— What is needed —
Reproduce all of the material below word for word, without changing anything.

— Input for this task —
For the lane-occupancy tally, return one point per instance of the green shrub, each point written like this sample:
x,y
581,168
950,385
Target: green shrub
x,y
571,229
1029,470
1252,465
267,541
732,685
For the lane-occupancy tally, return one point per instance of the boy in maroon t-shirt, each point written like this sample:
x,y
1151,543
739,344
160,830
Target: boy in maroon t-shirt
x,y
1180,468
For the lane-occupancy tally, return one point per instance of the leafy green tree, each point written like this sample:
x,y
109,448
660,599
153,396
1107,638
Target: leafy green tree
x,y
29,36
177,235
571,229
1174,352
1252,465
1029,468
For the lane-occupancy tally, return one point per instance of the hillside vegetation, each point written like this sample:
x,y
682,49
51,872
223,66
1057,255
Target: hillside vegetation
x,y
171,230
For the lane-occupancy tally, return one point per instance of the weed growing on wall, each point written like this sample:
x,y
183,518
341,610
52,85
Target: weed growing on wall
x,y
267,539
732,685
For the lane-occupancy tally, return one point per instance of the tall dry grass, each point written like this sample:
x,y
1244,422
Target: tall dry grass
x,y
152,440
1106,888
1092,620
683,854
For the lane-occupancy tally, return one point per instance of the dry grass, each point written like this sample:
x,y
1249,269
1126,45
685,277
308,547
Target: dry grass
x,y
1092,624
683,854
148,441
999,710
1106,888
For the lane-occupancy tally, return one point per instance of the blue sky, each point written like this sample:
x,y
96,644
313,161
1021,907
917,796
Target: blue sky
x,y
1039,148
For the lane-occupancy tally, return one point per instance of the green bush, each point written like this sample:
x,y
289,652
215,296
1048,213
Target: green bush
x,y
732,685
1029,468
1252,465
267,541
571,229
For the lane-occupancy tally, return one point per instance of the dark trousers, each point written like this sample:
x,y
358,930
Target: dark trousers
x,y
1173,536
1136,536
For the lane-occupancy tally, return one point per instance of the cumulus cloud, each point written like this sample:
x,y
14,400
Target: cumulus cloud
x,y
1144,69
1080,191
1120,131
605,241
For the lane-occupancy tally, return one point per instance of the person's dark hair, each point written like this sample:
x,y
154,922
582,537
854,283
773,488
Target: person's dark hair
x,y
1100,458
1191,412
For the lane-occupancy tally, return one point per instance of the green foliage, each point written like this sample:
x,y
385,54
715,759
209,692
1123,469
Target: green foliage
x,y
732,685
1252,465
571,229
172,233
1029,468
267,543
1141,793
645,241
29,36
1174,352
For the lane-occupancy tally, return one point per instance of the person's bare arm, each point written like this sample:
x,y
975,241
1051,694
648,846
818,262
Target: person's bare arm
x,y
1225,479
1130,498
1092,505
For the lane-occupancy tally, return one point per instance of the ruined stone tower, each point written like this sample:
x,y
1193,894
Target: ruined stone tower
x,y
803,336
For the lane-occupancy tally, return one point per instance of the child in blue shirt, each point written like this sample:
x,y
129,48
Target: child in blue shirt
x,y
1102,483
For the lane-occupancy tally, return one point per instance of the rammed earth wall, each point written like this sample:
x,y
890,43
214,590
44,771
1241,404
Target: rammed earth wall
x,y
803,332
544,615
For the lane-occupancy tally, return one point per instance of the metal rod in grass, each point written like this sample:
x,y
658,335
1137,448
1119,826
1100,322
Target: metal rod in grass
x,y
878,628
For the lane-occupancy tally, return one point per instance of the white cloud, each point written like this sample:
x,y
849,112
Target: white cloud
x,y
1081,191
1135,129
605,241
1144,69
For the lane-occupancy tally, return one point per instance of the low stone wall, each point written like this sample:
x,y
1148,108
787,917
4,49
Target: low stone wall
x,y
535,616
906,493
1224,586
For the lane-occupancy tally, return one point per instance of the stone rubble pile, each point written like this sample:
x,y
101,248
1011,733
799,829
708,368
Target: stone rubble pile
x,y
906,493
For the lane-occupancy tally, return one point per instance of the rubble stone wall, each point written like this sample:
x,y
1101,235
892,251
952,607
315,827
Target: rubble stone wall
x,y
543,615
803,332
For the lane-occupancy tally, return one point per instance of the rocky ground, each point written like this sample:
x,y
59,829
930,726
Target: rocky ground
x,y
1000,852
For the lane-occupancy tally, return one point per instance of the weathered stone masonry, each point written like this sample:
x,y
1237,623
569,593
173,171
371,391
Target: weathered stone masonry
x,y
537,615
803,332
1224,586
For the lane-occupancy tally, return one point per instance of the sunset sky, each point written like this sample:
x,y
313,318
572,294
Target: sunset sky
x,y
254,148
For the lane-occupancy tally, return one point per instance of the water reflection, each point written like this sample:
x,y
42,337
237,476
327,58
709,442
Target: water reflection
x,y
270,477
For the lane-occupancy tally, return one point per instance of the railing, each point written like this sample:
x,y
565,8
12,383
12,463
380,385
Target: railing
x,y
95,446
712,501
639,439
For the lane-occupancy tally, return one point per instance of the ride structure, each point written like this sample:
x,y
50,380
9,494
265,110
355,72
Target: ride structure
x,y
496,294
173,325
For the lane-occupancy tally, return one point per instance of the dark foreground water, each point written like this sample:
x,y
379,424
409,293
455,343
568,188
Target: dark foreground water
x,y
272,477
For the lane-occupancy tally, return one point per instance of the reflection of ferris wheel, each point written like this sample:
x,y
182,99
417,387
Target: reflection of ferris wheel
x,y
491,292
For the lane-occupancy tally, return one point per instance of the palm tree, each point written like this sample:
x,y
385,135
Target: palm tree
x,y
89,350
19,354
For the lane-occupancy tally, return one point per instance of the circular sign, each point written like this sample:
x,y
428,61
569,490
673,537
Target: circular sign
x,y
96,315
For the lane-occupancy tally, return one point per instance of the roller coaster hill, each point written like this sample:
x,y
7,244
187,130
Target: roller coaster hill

— The answer —
For the lane-occupancy tally, return one point per instance of the green shrub, each point written like this sample:
x,y
581,168
950,385
Target: green shrub
x,y
571,229
1029,470
1252,465
267,541
732,685
For the lane-occupancy tally, return one point per instance of the boy in maroon t-shirt, each point written like this sample:
x,y
1151,543
739,344
160,830
Target: boy in maroon t-shirt
x,y
1180,468
For the lane-occupancy tally, return one point per instance of the leafy green tree, each point written like this sample:
x,y
109,448
660,599
153,396
1107,638
Target: leafy green tree
x,y
29,36
177,235
571,229
1174,352
1252,465
1029,468
For the lane-occupancy tally, return one point per instance of the hillside vegetation, each point written like this sample:
x,y
682,49
51,872
223,66
1057,255
Target: hillside vegetation
x,y
171,230
For the lane-occupancy tally, return one point per instance of the weed growing on wall, each point written like this sample:
x,y
183,518
341,610
52,85
Target: weed growing on wall
x,y
267,539
732,685
For the lane-occupancy tally, return one point per instance of the tall dry grass, each point written like this sample:
x,y
1244,422
Target: tall dry grass
x,y
152,440
1106,888
1092,620
683,854
For the lane-occupancy tally, return one point per instance of the dry grass, each point written like this sample:
x,y
1249,269
1126,45
685,277
308,547
Target: dry grass
x,y
1092,624
683,854
148,441
999,710
1106,888
For the lane-occupancy tally, return one point per instance of the blue sky, each point written like this sample:
x,y
96,644
313,161
1021,907
917,796
Target: blue sky
x,y
1039,148
For the lane-occupancy tally, return one point per instance of the green bush, each point written like this sample:
x,y
289,652
215,296
1048,213
Target: green bush
x,y
732,685
1029,468
1252,465
267,541
571,229
For the lane-occupancy tally, return one point per instance of the dark trousers, each point written like this sample:
x,y
358,930
Target: dark trousers
x,y
1173,536
1136,536
For the lane-occupancy tally, return one point per instance of the cumulus cloud, each point written like this sample:
x,y
14,400
Target: cumulus cloud
x,y
1144,69
1080,191
1120,131
605,241
For the lane-occupancy tally, return one point per instance of the person's dark hair, each point written like this sample:
x,y
154,922
582,537
854,283
773,488
Target: person's dark hair
x,y
1100,458
1191,412
For the lane-occupancy tally, return one point per instance of the green foliage, each point written like this sample:
x,y
385,54
715,759
209,692
1123,469
Target: green foliage
x,y
732,685
1252,465
571,229
172,233
1029,468
267,543
1141,793
645,241
29,36
1174,352
For the lane-occupancy tally, return one point per instance of the person's bare arm, each point written like this sample:
x,y
975,241
1051,694
648,846
818,262
Target: person's bare arm
x,y
1225,479
1130,498
1092,505
For the lane-occupancy tally, return one point per instance of the ruined stone tower, each point written like this sample:
x,y
1193,894
Target: ruined stone tower
x,y
803,336
For the lane-occupancy tally, return one point per instance of the child in blue shirt, each point written like this sample:
x,y
129,48
Target: child in blue shirt
x,y
1102,483
For the lane-occupancy tally, return one point per instance of the rammed earth wall, each point written like this sample:
x,y
890,43
214,590
44,771
1241,404
Target: rammed earth wall
x,y
803,332
544,615
For the lane-occupancy tally, return one point per instance of the metal rod in grass, each point written like this sample:
x,y
658,335
1137,448
1119,826
1100,322
Target: metal rod in grass
x,y
878,628
For the lane-occupancy tally, return one point per instance of the white cloud, each point written like this sample:
x,y
849,112
Target: white cloud
x,y
1081,191
1135,129
605,241
1144,69
For the lane-occupancy tally, return one point per instance of the low stone wall, each point written like this sample:
x,y
1148,108
787,917
4,49
Target: low stone wall
x,y
535,616
906,493
1224,586
For the lane-occupancy tally, return one point per instance of the stone rubble pile, each point written like this sample:
x,y
101,248
1011,733
799,829
708,368
Target: stone rubble pile
x,y
906,493
For the lane-occupancy tally, return one point per instance of the rubble stone wall, each point written like this sample:
x,y
1101,235
892,251
952,607
315,827
Target: rubble stone wall
x,y
543,615
803,332
For the lane-occupancy tally, return one point per instance of the rocky ground, each point written like this sample:
x,y
59,829
930,726
Target: rocky ground
x,y
1000,852
For the lane-occupancy tally, return one point per instance of the weathered stone masonry, each point written like this sample:
x,y
1237,623
569,593
173,171
371,391
Target: weathered stone masonry
x,y
537,615
803,332
1224,586
For the lane-occupancy tally, return one point per instance of the sunset sky, each point written like this sample:
x,y
313,318
572,294
Target: sunset sky
x,y
254,148
For the lane-occupancy tally, return one point per instance of the water reflection, each point written like this sample:
x,y
42,337
237,476
327,58
709,442
Target: water reflection
x,y
270,477
For the lane-occupancy tally, return one point per instance of the railing, each point written like this sample:
x,y
565,8
12,383
12,463
380,385
Target: railing
x,y
95,446
712,501
639,439
For the lane-occupancy tally, return one point per instance of the ride structure, each point written like this sample:
x,y
50,380
9,494
265,110
355,72
Target: ride structure
x,y
496,294
173,325
For the lane-occupancy tally, return one point per instance of the dark foreground water, each point written like this sample:
x,y
379,424
409,293
455,343
568,188
Target: dark foreground water
x,y
272,477
For the lane-occupancy tally, return one point per instance of the reflection of ferris wheel, each point written like this sample:
x,y
182,99
417,387
Target: reflection of ferris wheel
x,y
491,292
For the lane-occupancy tally, return one point per instance of the palm tree, each point written like this sample:
x,y
385,135
Target: palm tree
x,y
89,350
19,354
For the lane-occupancy tally, return one point per instance of the circular sign, each point written like this sample:
x,y
428,61
569,490
673,537
Target: circular sign
x,y
96,315
For the lane-occupancy tally, return one point per instance of the roller coaster hill, each point written like this sample:
x,y
7,244
187,130
Target: roller coaster hill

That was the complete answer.